**WORK INSTRUCTIONS**
Within the entries below, the lines from the one with "Target: vegetation" through the one with "x=151 y=462" are to be set down exactly, both ends kept.

[Data extracted from a collection]
-- -- --
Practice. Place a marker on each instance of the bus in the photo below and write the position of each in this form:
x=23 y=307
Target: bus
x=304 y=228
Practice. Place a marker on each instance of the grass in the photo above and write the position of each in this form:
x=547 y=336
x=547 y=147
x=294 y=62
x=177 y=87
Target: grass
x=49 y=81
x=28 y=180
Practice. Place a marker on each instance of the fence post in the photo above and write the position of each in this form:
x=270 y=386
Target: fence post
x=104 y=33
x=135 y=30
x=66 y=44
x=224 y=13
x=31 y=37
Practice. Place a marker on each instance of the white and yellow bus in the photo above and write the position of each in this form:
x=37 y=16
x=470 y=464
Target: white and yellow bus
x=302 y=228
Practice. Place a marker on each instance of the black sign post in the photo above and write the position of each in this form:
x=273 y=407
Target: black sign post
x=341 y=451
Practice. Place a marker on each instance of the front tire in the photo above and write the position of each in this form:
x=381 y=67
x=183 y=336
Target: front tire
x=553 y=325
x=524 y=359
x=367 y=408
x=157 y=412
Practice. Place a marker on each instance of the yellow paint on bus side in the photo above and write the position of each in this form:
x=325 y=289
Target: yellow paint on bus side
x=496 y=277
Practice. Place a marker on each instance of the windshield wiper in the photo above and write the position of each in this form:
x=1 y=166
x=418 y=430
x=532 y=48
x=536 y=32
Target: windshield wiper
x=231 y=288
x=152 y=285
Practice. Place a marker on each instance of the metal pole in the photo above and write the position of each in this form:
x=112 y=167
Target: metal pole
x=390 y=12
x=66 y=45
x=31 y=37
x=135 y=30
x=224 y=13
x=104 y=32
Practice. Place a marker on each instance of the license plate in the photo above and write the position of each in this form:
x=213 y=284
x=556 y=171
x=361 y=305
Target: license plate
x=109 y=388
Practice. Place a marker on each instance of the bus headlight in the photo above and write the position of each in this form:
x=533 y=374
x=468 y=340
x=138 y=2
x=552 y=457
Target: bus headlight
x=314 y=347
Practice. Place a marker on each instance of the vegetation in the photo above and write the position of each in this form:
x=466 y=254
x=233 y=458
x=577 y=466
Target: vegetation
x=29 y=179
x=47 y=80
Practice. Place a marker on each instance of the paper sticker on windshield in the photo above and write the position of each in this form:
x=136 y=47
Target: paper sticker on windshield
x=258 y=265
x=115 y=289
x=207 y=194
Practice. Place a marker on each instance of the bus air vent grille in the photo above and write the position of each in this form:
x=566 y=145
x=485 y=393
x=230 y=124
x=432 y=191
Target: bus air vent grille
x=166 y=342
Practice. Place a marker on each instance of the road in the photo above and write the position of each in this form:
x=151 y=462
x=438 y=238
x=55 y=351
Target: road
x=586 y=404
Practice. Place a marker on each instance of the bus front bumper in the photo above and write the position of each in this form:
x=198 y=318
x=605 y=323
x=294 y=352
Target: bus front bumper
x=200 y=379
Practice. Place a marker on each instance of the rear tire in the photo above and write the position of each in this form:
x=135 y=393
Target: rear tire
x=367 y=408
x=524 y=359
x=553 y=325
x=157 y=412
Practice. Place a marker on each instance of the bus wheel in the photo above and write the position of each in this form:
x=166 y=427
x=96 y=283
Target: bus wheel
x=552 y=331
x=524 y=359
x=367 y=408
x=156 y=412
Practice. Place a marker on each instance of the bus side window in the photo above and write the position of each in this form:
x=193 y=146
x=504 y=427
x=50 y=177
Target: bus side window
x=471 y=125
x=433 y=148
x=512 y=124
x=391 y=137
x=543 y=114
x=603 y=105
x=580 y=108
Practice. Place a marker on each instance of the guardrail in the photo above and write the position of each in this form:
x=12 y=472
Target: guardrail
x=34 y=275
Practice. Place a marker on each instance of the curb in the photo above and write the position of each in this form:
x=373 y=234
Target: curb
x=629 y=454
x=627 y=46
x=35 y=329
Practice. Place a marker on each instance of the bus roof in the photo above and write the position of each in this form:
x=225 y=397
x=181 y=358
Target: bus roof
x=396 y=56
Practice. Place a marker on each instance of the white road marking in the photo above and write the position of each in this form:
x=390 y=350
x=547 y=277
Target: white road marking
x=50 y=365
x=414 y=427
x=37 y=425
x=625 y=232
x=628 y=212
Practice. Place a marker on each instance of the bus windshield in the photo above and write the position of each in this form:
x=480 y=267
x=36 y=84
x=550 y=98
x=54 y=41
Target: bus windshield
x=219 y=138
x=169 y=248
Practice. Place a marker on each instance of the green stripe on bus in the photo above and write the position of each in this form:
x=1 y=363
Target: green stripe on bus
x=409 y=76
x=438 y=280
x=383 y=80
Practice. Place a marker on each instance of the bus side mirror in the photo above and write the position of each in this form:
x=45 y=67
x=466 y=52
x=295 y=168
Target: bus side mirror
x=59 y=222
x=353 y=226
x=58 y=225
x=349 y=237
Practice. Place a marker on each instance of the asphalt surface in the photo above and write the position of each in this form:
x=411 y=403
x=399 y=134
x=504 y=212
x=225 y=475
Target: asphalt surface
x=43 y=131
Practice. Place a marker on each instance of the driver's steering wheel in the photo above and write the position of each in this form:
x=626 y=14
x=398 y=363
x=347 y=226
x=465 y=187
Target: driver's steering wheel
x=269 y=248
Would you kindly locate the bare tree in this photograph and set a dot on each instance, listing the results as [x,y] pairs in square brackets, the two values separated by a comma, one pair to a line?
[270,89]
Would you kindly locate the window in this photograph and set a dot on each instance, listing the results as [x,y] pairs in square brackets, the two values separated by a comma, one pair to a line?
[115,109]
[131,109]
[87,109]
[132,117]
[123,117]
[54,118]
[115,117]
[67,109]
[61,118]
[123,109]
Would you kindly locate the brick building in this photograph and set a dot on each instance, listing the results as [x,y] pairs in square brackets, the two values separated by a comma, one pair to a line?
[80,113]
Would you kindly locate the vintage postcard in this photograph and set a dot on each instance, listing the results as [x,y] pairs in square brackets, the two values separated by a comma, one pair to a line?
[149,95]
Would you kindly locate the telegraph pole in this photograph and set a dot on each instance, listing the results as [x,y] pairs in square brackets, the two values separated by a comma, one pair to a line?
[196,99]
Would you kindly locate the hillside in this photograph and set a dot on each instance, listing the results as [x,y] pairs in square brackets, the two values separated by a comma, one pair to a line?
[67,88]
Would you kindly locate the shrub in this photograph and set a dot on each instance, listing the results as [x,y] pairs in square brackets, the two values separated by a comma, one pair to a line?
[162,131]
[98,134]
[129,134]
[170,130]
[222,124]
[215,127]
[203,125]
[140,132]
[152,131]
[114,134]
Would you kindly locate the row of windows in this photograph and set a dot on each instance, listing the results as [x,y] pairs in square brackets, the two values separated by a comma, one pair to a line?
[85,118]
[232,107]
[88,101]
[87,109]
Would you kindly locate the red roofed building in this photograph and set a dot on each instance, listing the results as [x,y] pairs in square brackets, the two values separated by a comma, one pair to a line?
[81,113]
-- -- --
**WORKED SOLUTION**
Target: vegetation
x=29 y=179
x=47 y=80
Practice. Place a marker on each instance of the paper sticker on windshield in the photo above and write the position of each in this form:
x=136 y=47
Target: paper sticker on windshield
x=258 y=265
x=115 y=289
x=207 y=194
Practice. Place a marker on each instance of the bus air vent grille in the photo above and write the position of each in this form:
x=566 y=145
x=485 y=393
x=230 y=124
x=432 y=191
Target: bus air vent grille
x=166 y=342
Practice. Place a marker on each instance of the road in the photo above and write the position of each in this form:
x=151 y=462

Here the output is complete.